## Required tasks
1/ In the forum thread about board theft, condense the paragraph that begins "I use ski key and if the resort" into a short bulleted list that keeps its main facts.
2/ Reproduce word for word the part of the board-theft thread starting at "I use ski key" and ending at "stolen every day.".

## Quoted passage

I always just put my shit next to an unlocked setup that's way nicer then mine........


----------



## ekb18c

basser said:


> Have you tried a ski key?


I use ski key and if the resort doesn't have anything to support the ski key, I carry a small chain and lock or I check in my board. Some resorts have a place where you pay like 3 bucks to check it in. Coming out and finding your board and bindings have been stolen is such a bad feeling. I don't want to know how that feels. I would imagine it would feel like having your car stolen from you and that is the worst.


----------



## rcboxer

MMSlasher said:


> This thread turned pretty funny. I, like @jae live in So-Cal, and these local mountains are home to opportunistic thieves. I wouldn't be surprised if a few boards weren't stolen every day.


I ride in Big Bear, I never leave my board unattended lol. The one time I do it will be gone...

## Listed records
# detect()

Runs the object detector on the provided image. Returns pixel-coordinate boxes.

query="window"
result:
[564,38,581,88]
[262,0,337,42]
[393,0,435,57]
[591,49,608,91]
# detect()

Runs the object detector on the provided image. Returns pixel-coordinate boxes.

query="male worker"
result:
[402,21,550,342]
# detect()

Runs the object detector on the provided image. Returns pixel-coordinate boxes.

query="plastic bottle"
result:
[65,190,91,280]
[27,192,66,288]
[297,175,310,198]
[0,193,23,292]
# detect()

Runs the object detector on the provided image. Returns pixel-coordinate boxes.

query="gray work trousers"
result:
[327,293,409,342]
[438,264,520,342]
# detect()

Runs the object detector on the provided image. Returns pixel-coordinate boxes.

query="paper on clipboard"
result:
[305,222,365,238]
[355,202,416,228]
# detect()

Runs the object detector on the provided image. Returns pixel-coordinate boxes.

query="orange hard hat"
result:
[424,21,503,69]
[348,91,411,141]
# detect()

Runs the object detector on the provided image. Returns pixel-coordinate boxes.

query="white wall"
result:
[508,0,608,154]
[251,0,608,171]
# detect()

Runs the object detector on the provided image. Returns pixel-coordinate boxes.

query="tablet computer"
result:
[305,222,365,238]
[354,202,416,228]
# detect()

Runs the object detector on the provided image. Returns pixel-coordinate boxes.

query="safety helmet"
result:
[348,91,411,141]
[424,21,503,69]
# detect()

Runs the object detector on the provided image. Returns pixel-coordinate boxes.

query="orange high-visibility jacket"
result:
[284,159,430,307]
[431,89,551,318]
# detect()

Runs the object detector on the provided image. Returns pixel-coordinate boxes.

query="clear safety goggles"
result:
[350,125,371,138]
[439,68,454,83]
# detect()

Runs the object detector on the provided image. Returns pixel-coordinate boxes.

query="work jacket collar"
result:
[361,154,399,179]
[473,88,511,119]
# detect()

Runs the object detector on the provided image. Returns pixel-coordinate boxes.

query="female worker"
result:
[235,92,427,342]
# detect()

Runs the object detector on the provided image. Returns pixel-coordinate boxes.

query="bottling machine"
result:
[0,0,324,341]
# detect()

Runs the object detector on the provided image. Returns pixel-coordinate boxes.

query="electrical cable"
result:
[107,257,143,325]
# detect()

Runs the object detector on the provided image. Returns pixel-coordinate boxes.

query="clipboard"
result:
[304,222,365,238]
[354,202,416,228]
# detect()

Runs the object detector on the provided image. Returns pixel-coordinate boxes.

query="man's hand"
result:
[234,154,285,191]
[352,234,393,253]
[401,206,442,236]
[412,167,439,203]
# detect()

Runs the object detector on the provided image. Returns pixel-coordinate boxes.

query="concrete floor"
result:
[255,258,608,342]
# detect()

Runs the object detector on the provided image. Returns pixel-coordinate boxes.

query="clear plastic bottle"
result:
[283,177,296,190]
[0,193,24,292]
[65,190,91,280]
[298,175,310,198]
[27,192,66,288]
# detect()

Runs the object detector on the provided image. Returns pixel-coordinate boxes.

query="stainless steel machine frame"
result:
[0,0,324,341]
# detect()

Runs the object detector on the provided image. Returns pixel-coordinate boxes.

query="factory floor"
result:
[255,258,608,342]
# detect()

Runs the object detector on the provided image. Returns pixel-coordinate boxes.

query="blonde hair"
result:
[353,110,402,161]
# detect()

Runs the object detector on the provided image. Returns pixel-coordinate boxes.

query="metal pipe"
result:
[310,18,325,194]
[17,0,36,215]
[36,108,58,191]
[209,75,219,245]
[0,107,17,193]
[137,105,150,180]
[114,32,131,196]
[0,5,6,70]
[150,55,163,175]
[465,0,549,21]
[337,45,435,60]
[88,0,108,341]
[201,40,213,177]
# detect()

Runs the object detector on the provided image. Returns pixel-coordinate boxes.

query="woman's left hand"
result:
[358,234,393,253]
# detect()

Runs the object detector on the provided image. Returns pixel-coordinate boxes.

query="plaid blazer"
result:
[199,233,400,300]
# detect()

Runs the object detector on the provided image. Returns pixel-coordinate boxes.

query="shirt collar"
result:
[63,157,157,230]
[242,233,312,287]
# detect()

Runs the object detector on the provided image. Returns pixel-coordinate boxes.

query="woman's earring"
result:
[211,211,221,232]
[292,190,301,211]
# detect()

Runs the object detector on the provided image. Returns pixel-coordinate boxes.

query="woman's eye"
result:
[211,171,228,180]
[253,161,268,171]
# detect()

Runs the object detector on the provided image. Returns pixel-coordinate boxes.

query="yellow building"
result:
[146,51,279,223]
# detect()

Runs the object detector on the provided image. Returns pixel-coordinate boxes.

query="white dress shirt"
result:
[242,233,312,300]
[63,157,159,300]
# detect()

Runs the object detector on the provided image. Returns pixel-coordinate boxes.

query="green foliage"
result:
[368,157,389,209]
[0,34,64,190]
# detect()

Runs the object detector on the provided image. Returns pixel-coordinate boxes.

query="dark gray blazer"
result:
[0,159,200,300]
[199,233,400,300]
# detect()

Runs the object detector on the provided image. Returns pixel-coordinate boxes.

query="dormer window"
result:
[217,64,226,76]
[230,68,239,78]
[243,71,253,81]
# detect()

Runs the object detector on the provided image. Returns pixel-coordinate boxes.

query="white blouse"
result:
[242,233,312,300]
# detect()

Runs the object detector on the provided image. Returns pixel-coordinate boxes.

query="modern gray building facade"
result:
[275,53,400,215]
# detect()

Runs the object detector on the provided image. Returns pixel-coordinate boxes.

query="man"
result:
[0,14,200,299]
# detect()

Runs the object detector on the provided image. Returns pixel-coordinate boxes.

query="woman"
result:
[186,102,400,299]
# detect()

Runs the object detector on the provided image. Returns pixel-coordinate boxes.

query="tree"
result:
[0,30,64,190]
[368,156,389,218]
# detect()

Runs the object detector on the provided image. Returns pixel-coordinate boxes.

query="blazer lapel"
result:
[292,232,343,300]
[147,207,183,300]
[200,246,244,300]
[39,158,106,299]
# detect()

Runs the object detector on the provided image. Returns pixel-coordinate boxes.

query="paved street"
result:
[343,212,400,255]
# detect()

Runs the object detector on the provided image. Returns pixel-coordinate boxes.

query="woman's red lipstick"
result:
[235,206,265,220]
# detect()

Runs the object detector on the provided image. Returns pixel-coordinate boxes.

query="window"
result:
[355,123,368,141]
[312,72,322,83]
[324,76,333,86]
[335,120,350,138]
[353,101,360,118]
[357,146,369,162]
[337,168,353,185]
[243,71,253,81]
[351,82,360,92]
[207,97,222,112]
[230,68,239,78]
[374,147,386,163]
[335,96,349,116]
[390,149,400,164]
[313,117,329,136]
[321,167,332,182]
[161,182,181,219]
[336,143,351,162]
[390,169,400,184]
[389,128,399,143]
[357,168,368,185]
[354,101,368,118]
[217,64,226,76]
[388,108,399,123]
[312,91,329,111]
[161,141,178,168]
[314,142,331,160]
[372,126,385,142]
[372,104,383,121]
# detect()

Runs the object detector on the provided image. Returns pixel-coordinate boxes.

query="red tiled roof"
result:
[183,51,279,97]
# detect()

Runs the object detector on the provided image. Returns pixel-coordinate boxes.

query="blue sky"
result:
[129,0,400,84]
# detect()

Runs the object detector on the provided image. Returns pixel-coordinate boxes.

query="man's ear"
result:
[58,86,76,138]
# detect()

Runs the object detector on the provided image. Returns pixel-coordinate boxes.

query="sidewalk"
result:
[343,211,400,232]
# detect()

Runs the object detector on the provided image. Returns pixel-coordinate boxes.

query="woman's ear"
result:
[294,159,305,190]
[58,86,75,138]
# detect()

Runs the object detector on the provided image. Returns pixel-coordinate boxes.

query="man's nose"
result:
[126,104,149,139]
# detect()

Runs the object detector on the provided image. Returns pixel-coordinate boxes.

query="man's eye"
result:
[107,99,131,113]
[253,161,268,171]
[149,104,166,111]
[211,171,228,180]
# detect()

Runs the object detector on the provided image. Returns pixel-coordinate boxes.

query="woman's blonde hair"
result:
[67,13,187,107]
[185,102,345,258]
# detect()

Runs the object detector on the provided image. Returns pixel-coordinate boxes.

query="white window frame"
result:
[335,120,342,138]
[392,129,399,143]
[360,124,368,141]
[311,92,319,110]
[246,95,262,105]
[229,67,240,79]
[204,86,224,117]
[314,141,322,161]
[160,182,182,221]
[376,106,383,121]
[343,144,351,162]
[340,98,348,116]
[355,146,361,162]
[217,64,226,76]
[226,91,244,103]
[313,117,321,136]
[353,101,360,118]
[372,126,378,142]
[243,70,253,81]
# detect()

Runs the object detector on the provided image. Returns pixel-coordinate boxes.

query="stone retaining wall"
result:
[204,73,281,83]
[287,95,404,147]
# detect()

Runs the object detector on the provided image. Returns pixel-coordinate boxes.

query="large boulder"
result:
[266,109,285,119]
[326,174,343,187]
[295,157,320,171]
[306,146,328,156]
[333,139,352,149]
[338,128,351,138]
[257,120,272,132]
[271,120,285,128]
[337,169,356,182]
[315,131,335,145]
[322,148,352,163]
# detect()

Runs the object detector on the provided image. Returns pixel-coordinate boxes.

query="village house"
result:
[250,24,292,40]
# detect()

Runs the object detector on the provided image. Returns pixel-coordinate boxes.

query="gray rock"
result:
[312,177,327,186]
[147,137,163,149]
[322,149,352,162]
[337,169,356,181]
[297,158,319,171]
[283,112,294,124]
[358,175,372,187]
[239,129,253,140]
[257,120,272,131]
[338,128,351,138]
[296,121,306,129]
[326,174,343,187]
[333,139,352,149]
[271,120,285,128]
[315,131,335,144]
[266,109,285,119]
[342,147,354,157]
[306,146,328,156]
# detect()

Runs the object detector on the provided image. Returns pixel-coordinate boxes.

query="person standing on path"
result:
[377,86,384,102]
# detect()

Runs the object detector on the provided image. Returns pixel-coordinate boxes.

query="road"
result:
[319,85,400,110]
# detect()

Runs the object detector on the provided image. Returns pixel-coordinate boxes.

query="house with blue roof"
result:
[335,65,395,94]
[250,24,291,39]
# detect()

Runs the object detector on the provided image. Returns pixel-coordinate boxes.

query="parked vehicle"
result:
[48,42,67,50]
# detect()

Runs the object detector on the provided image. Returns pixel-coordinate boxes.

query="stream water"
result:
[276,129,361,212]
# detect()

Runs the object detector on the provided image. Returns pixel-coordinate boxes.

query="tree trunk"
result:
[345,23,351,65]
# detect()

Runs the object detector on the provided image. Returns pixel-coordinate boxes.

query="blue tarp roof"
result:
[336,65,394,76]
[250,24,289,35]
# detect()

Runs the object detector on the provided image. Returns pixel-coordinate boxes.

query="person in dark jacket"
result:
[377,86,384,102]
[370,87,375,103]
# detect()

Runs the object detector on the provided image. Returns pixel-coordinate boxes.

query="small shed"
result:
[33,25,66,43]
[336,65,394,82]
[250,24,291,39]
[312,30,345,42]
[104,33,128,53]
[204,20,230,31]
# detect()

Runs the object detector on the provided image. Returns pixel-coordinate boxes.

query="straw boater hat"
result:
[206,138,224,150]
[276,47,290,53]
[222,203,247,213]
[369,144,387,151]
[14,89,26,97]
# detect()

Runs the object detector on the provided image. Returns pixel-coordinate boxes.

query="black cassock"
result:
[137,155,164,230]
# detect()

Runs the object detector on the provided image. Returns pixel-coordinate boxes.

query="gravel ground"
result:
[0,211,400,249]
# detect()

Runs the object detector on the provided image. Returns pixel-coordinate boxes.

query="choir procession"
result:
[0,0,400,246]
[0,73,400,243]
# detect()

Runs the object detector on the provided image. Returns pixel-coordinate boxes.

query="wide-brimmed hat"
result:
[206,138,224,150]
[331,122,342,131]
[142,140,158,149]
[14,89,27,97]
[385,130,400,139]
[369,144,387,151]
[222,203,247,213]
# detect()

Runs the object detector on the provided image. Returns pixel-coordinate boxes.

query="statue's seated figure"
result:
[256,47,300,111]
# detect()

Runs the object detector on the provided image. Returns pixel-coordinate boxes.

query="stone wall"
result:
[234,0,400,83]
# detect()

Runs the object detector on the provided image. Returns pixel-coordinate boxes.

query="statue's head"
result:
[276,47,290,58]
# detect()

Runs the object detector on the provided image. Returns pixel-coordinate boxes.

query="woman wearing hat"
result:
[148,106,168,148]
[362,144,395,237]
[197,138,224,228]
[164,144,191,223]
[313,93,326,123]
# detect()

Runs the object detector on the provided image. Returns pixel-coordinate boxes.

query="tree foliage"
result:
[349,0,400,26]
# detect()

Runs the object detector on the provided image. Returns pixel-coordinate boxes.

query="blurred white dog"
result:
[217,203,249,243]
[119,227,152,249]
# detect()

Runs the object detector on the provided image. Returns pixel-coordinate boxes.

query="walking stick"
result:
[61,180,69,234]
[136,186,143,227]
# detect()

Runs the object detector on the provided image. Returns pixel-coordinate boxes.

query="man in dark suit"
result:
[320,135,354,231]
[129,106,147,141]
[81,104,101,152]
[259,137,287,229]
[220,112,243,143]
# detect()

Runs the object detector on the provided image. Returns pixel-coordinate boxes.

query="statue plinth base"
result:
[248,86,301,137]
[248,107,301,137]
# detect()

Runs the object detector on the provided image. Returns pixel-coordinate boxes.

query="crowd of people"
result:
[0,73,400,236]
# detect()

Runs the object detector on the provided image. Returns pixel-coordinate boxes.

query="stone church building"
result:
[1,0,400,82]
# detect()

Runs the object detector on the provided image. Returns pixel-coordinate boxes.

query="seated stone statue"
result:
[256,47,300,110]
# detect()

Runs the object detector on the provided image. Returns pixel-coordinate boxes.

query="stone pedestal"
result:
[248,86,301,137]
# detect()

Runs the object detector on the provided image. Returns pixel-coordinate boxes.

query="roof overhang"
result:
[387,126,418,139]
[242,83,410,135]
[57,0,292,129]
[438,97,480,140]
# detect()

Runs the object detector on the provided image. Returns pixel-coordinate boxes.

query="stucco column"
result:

## Results of the tasks
1/
- The writer uses a ski key.
- If a resort has nothing that supports the ski key, the writer carries a small chain and lock or checks the board in.
- Some resorts charge about 3 bucks to check a board in.
- Finding one's board and bindings stolen is a bad feeling the writer doesn't want to know.
- The writer imagines it would feel like having a car stolen, which is the worst.

2/
I use ski key and if the resort doesn't have anything to support the ski key, I carry a small chain and lock or I check in my board. Some resorts have a place where you pay like 3 bucks to check it in. Coming out and finding your board and bindings have been stolen is such a bad feeling. I don't want to know how that feels. I would imagine it would feel like having your car stolen from you and that is the worst.


----------



## rcboxer

MMSlasher said:


> This thread turned pretty funny. I, like @jae live in So-Cal, and these local mountains are home to opportunistic thieves. I wouldn't be surprised if a few boards weren't stolen every day.